Christine Downs


Original watercolor by Jo Pomeroy-Crockett, handmade spring column candles, mouthblown glass, hand turned wood candle sticks, pottery by Suzy Holland, mouth blown stemware by Rox Heath, vintage bird feeder and bird house, silk and chenille throw pillows.

Pastel by Gretha Lindwood, pair of whimsical artworks by Marga Stanley, mouth blown art glass, hand made potter vase, hand wired silk iris stem, hand beeded flowers, contemporary floral by Jo Pomeroy-Crockett and art cards by Leah Kohlenberg, glassware by Robin and Rox Heath.

Art by Toni Avery, handmade tea pot by Kate Carlye, hand-forged candle sticks, fused glass by Carolyn Lindberg and mouth blown art vase

Pottery by Suzy Holland and oil painting by Carmela Newstead.

Art by Leah Kohlenberg, textile art by Linda Olson..

Handmade birdie pillow by Cherry Jones Harris, feather motif handmade journal by Christine Trexel, mouth blown art glass, pottery and platters hand made by Maria Hudson.

Handmade glass by Bob Heath.

Handmade glass by Sandy and Bob Lercari.

 

 

Handmade glass by Christine Downs, fused glass by Sandy and Bob Lercari, urchin rocks by Kandy Schwartz, and ocean oil by Sandy and Bob Lercari.

Outdoor garden **folly filled with  cattail dyed green spheres and handmade moss decorative moss spheres.

 

**Q:  What is a garden folly, you ask?

A: A garden folly is usually considered a building or structure that is designed for decoration with no other purpose than to add a touch of whimsy or extravagance to the surrounding landscape. The term began as “a name for any costly structure considered to have shown folly in the builder” and was often named after the individual who commissioned or designed the project. The connotations of silliness or madness in this definition are in accord with the general meaning of the French word “folie”; however, another older meaning of this word is “delight.”

Photos by Linda Fenton-Mendenhall.

 

“This exhibit’s expectation lies in its possibility to present fresh, new perspectives, inspiration, experiences, reflection and even the possibility for transcendence in some way. Indeed, the meaning of “fresh start” is the beginning of a new period or step.  The North Coast land, truly, is in full springtime bloom for FRESH START, Fairweather’s March exhibition.”

Standing Water triptych  (ea. pc. 24×36)  by Toni Avery.

“Painter of the commonplace.”

 

Downpour 36×36 by Toni Avery.

“Painter of the commonplace.”

 

Reed Grass (Diptych ea. pc. 24×24)  by Toni Avery. 

“Painter of the commonplace.”

Toni Avery Statement:

“My paintings begin where memory and emotion merge and this is where my creativity is born. As a child growing up in the small Los Angeles neighborhood of Echo Park, I was exposed to a world of art, music, and surprisingly back then, nature.

### Exercise requirements
From the exhibit page above, copy word for word the passage that starts at "Photos by Linda" and stops after "36×36 by Toni Avery.".

### Source data
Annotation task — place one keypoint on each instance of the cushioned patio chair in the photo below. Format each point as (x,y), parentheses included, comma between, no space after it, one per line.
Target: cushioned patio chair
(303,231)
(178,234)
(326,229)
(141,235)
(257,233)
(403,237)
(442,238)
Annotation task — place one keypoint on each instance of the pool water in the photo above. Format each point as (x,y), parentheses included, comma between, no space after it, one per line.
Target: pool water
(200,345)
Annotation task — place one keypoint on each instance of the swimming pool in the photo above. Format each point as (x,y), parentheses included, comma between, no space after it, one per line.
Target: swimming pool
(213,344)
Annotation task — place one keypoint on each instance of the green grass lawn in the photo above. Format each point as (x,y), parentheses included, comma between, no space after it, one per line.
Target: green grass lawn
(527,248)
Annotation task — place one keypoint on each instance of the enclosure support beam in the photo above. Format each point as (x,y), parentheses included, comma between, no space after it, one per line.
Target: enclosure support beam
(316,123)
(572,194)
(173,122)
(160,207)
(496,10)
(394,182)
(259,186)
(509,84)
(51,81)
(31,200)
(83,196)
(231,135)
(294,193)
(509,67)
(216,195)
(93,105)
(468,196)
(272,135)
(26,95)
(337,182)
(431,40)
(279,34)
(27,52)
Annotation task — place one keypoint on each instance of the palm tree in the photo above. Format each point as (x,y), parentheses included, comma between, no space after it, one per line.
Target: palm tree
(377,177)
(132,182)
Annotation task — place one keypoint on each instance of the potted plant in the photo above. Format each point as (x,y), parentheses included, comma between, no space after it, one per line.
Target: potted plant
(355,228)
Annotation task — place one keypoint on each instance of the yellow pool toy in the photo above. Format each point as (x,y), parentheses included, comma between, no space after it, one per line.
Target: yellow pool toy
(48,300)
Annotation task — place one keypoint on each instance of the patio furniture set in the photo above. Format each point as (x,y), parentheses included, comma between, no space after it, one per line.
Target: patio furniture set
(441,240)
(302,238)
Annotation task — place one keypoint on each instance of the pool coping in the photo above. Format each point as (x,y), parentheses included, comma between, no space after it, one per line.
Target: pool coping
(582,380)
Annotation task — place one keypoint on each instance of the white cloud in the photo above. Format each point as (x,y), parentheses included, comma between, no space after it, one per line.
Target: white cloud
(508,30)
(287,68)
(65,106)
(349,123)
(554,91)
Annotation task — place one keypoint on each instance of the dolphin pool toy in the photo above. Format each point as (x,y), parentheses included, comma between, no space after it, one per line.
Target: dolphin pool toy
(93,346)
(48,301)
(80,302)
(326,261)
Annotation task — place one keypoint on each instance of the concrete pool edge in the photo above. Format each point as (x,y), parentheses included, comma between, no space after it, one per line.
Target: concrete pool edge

### Answer to the problem
Photos by Linda Fenton-Mendenhall.

 

“This exhibit’s expectation lies in its possibility to present fresh, new perspectives, inspiration, experiences, reflection and even the possibility for transcendence in some way. Indeed, the meaning of “fresh start” is the beginning of a new period or step.  The North Coast land, truly, is in full springtime bloom for FRESH START, Fairweather’s March exhibition.”

Standing Water triptych  (ea. pc. 24×36)  by Toni Avery.

“Painter of the commonplace.”

 

Downpour 36×36 by Toni Avery.